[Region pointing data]
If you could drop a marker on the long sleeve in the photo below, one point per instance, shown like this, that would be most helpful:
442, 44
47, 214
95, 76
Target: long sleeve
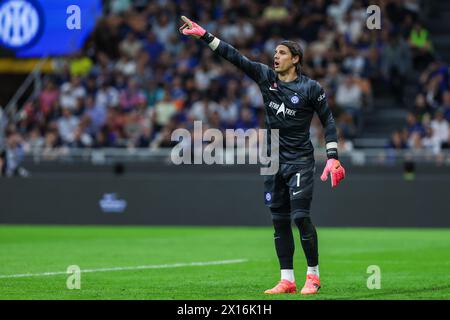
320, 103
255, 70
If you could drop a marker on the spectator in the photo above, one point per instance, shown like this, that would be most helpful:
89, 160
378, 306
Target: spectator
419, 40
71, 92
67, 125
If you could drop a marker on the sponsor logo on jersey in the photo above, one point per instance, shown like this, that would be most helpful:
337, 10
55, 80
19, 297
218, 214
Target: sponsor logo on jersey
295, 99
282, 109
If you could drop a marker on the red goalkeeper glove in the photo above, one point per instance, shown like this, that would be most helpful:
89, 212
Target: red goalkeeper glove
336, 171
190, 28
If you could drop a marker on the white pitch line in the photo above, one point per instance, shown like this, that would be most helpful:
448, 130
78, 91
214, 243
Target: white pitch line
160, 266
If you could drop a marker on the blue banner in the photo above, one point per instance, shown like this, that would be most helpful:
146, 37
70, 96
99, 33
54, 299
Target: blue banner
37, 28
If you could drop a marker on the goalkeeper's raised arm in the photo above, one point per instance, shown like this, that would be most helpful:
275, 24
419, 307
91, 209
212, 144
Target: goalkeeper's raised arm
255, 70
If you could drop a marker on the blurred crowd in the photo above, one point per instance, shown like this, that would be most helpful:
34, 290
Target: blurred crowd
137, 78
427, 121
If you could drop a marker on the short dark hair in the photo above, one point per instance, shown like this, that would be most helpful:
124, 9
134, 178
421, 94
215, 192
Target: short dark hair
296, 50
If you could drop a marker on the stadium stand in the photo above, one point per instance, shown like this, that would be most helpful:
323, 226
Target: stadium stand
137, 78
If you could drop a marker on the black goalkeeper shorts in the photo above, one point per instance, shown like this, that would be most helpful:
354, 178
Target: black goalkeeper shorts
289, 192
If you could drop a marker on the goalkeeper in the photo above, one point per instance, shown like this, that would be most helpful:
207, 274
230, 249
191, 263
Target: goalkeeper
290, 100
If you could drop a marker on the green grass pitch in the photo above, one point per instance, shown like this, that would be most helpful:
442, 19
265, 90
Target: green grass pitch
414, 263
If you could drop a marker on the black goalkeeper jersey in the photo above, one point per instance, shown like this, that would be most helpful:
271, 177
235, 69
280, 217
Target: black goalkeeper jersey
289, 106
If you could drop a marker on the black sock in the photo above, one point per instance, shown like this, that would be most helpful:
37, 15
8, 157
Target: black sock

§ **TASK ITEM**
Leave out the pictures and transcribe the entries above exactly.

§ **SOLUTION BELOW**
If you could drop a marker on the long sleeve in the photo below, one point per instance, shown like this, that would be most helpful:
442, 44
47, 214
95, 76
Target: long sleeve
320, 103
255, 70
If you could drop a marker on the spectator in the photo above, one point per instance, shown like this, that would be most helpful:
89, 160
378, 306
Target: spectator
419, 40
71, 92
67, 125
If you could drop a marker on the sponsor logo on jersey in the photo above, one point per instance, shown like this, that would be most helpful:
337, 10
55, 80
19, 297
218, 214
Target: sponsor logo on jersey
295, 99
282, 109
If you could drop a marker on the red goalkeeper glove in the photo above, one point per instance, shown like this, that would be most helpful:
89, 212
Target: red goalkeeper glove
336, 171
190, 28
If you could drop a marker on the white pitch line in the photo above, one point per instance, shown like this, that would be most helpful:
448, 130
78, 91
214, 243
Target: white pitch line
160, 266
If you could drop a marker on the blue banner in the photo above, one point per instance, shown like this, that would be most helpful:
146, 37
70, 96
99, 33
54, 299
Target: blue banner
37, 28
If you could drop a marker on the goalkeeper's raised arm in the photo above, one point per instance, shown like this, that would be most helpful:
275, 24
419, 307
91, 209
212, 144
Target: goalkeeper's raised arm
255, 70
If you could drop a marker on the blurred crowd in the photo above, one point per instance, shown like this, that would be most helpful:
34, 290
Target: blurred crowd
137, 78
427, 121
If you could drop a marker on the short dark hair in the photo above, one point per instance, shown like this, that would be most helpful:
124, 9
134, 178
421, 94
215, 192
Target: short dark hair
296, 50
If you could drop a marker on the stadium stand in the photo above, one point per instance, shown like this, that would be most helpful:
323, 226
Target: stadium stand
137, 78
If you could drop a marker on the black goalkeeper shorts in the photo above, one point per instance, shown like this, that would be most helpful:
354, 178
Target: black goalkeeper shorts
289, 192
If you could drop a marker on the goalkeeper in the photo above, one point per instance, shown like this, that would be most helpful:
207, 274
230, 249
191, 263
Target: goalkeeper
290, 100
If you could drop a marker on the green grass pitch in the photo above, one point per instance, shown like this, that would be most helpful:
442, 19
265, 90
Target: green grass pitch
414, 263
If you could drop a marker on the black goalkeeper jersey in the photo above, one point per instance, shown like this, that would be most helpful:
271, 177
235, 69
280, 217
Target: black goalkeeper jersey
289, 106
If you could drop a marker on the black sock in the photo above, one point per instance, shown like this, that would be most helpful:
37, 15
8, 157
Target: black sock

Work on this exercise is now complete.